(DATASET begins)
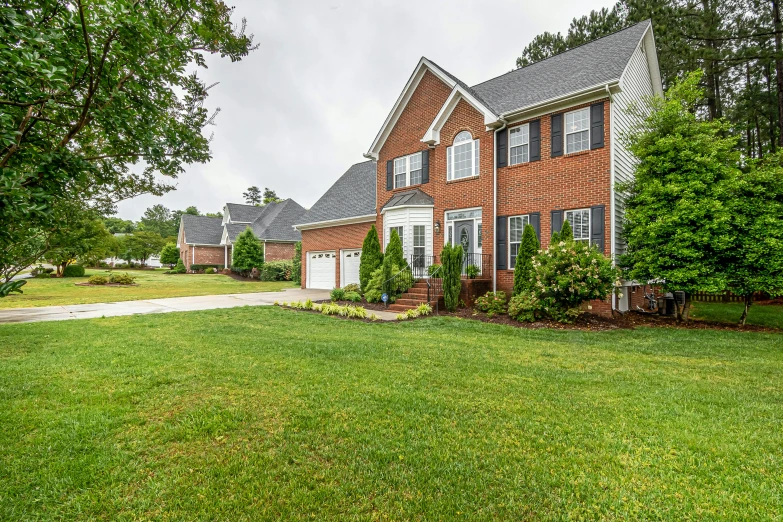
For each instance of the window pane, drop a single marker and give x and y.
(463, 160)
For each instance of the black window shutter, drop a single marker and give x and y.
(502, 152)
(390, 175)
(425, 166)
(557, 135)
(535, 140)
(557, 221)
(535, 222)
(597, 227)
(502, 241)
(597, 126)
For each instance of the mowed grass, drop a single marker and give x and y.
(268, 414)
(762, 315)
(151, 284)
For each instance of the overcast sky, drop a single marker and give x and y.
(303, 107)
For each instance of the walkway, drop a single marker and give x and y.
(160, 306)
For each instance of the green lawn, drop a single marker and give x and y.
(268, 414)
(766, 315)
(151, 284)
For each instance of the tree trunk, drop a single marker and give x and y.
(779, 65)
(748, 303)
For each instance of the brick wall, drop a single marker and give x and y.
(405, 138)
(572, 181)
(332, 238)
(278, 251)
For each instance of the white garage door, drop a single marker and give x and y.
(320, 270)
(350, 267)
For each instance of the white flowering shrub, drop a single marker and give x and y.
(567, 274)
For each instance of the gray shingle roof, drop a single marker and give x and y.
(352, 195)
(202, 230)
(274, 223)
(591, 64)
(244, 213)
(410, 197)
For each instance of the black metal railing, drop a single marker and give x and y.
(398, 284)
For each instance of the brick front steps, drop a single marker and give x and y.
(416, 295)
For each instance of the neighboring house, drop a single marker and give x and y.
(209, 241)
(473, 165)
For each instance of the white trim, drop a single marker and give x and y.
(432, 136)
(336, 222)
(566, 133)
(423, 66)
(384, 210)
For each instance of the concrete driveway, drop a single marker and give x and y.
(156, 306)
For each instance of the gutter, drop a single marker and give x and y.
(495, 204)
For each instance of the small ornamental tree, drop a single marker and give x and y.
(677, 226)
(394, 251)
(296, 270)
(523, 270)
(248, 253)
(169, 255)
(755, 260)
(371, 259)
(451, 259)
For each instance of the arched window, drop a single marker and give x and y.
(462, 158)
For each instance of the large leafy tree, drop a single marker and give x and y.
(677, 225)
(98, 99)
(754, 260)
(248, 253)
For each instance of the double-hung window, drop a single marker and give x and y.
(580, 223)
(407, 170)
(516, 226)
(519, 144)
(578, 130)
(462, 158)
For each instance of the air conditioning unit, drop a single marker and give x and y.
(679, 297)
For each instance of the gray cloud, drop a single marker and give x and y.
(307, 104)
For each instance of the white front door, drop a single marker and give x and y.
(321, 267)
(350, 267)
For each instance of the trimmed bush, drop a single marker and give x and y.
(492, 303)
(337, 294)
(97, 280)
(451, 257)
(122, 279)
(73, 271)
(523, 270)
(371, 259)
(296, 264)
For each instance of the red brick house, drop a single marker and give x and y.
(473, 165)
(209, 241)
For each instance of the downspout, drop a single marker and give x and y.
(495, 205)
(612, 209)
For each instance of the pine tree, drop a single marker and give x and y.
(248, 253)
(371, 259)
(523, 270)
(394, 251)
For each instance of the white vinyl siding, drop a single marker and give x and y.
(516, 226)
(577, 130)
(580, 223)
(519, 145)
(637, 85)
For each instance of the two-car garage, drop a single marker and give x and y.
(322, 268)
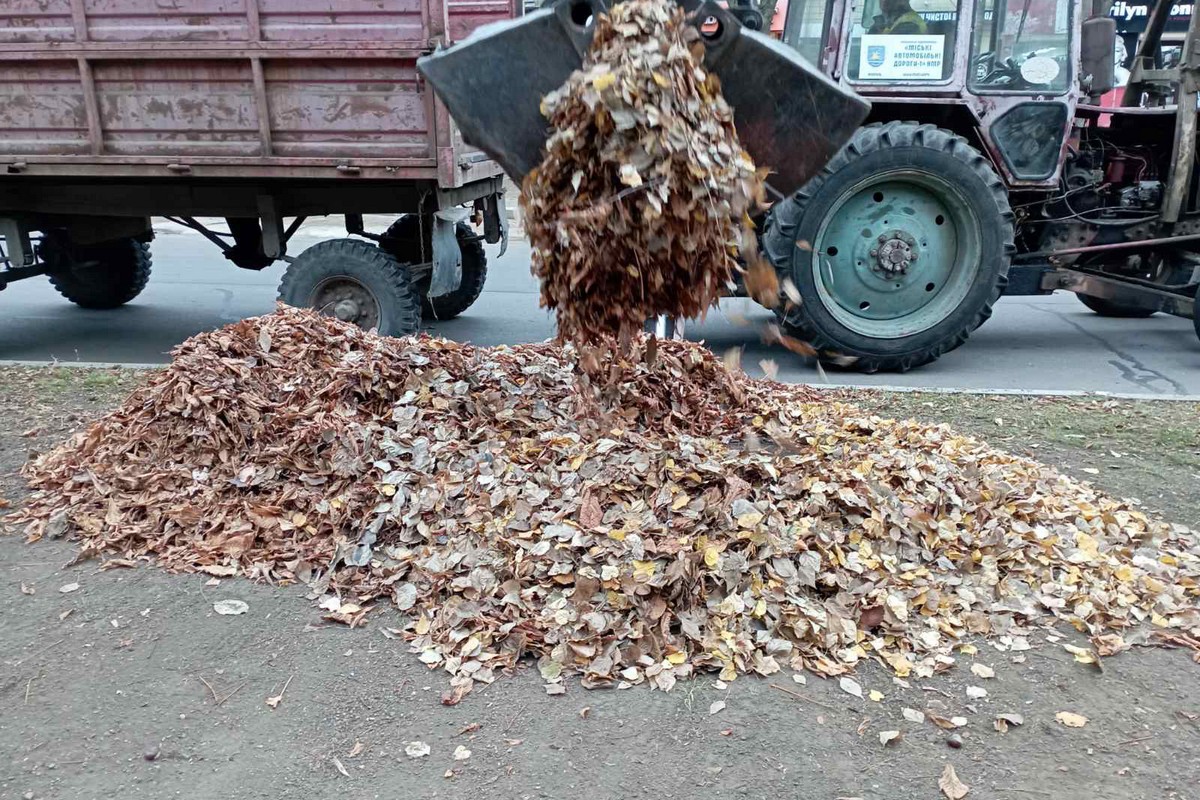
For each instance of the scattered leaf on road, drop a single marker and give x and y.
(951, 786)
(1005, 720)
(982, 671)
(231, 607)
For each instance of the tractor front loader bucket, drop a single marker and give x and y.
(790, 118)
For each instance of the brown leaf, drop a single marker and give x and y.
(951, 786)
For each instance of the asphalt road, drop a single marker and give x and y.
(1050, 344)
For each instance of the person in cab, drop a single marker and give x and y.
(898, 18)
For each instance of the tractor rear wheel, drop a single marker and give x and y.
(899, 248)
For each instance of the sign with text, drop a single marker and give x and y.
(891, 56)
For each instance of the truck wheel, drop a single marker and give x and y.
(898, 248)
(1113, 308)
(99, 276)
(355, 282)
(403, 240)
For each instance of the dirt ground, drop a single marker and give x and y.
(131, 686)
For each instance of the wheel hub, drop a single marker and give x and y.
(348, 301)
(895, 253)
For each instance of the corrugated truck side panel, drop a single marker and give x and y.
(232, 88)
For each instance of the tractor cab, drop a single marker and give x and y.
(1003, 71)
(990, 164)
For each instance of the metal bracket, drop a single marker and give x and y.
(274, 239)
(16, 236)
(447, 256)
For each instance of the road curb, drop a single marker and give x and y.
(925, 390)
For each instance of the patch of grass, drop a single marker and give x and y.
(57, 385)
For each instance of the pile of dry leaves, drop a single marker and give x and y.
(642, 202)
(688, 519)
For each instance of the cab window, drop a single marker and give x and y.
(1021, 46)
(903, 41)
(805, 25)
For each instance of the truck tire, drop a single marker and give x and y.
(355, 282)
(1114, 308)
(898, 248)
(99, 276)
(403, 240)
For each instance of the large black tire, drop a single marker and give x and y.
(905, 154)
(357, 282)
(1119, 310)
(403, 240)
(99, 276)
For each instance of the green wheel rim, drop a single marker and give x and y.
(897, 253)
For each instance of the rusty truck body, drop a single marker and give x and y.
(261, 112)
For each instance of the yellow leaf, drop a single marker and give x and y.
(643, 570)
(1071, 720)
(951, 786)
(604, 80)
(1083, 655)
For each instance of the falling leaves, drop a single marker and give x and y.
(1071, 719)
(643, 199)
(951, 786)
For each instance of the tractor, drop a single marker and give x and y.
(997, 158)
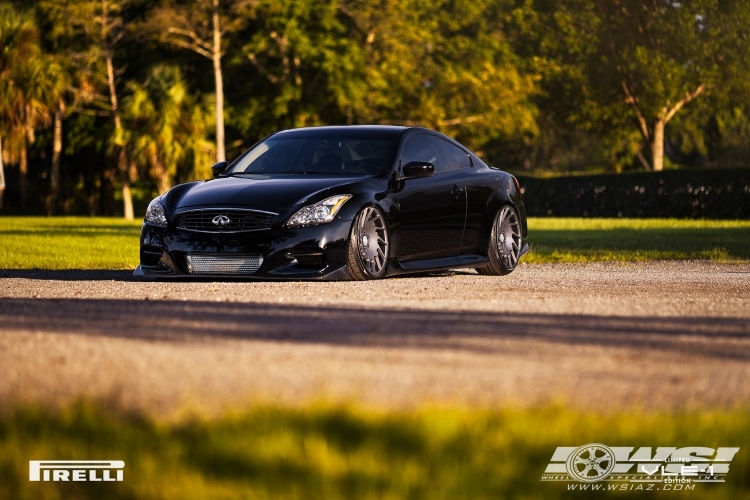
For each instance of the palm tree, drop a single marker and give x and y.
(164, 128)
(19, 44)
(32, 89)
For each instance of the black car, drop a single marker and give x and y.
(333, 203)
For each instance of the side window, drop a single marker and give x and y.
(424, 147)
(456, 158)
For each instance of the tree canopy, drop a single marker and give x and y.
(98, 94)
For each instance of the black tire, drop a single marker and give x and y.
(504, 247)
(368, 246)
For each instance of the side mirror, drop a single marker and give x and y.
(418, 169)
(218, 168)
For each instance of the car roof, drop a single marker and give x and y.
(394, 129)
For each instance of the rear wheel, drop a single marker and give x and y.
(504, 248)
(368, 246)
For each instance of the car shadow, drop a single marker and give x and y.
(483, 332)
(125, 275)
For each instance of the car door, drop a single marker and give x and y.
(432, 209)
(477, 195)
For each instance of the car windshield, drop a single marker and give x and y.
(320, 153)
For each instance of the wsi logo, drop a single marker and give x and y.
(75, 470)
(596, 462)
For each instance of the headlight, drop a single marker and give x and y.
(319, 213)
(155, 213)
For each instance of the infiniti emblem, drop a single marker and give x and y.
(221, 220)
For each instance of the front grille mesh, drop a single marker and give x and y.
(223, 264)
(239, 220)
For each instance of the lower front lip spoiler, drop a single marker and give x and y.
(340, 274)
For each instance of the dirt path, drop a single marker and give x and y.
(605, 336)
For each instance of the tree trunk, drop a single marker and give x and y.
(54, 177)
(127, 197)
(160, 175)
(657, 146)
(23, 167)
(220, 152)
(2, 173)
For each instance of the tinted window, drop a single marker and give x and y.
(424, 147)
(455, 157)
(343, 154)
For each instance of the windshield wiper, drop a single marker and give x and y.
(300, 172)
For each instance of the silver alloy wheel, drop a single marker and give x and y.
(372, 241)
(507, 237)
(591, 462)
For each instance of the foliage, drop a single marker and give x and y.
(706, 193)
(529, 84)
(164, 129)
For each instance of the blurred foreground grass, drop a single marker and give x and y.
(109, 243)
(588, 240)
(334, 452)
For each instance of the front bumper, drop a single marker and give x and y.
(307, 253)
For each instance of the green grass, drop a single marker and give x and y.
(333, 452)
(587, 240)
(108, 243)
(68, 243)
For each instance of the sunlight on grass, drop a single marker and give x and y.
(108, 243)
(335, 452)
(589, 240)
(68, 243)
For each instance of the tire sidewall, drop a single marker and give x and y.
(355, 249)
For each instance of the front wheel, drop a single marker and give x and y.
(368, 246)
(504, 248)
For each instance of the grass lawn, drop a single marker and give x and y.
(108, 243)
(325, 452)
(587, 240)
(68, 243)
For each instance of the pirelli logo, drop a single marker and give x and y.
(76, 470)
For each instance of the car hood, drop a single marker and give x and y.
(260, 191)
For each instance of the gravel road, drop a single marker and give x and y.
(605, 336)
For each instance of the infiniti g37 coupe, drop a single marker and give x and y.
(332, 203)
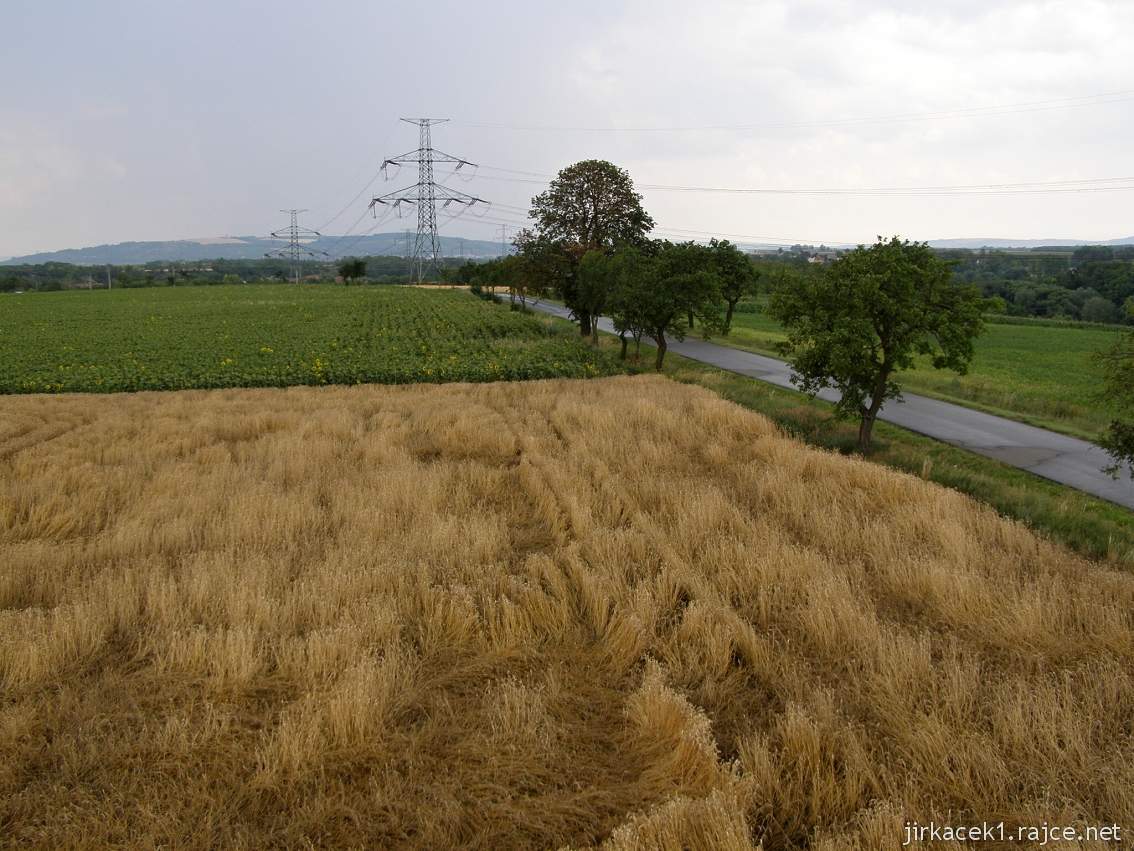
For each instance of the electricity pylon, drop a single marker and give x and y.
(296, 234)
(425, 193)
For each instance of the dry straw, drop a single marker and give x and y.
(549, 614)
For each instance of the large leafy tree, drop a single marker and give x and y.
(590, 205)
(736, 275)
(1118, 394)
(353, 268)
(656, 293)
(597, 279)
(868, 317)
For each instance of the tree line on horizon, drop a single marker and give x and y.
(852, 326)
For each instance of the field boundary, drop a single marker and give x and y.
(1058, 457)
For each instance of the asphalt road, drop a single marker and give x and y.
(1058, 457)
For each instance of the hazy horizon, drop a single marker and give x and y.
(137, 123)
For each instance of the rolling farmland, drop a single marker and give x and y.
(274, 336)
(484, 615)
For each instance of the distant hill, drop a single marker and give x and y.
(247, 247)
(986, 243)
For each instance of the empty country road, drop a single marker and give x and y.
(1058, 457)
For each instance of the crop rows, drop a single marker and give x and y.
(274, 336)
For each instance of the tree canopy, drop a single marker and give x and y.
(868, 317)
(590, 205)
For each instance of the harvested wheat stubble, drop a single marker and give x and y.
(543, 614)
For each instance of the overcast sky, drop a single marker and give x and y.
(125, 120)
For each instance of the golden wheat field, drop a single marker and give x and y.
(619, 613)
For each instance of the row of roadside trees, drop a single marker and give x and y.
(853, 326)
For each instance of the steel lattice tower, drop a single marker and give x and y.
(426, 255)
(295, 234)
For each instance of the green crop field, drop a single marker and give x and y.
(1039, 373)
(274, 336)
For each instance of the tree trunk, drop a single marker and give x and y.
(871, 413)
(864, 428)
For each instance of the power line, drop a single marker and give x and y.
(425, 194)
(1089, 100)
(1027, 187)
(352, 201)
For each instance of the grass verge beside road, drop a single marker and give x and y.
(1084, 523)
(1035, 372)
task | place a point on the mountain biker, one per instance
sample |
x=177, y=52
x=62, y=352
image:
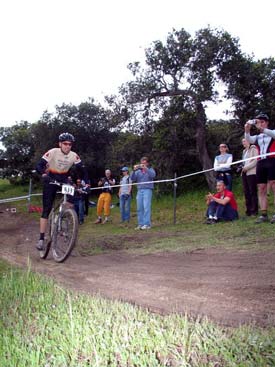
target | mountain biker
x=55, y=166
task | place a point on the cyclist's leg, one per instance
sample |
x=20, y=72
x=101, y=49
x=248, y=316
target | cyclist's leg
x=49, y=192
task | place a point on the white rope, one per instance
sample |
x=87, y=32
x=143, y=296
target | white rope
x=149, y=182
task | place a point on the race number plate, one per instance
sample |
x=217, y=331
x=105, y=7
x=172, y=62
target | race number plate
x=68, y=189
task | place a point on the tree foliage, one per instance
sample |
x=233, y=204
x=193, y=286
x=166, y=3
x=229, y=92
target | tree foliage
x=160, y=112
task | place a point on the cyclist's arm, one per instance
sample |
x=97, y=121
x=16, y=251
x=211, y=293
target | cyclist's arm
(DATASET ends)
# PROBLEM TO WORK ON:
Show every line of the listing that includes the word "place".

# RESULT OF THE EXERCISE:
task | place a point on the mountain biker, one per instance
task | place a point on the cyclist's leg, one per instance
task | place a point on the white rope, one per instance
task | place a point on the race number plate, one per instance
task | place a point on the tree foliage, one per instance
task | place a point on the cyclist's arm, one per instance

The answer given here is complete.